--- START Information supplied ---
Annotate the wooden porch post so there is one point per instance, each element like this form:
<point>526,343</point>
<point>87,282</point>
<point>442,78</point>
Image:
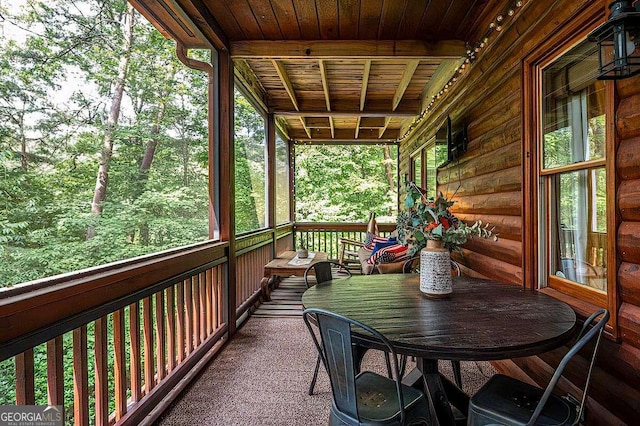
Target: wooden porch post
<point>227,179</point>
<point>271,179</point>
--- END Information supplied ---
--- START Information supplied ---
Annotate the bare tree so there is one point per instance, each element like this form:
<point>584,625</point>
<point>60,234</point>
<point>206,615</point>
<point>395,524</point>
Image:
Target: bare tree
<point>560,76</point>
--- END Information supplied ---
Given request. Gather every line of the data above that contains the string "like".

Final result.
Annotate the wooden porch post so there is one point per instance, each element like this form:
Annotate the bare tree so there is one point per instance, each element like this form:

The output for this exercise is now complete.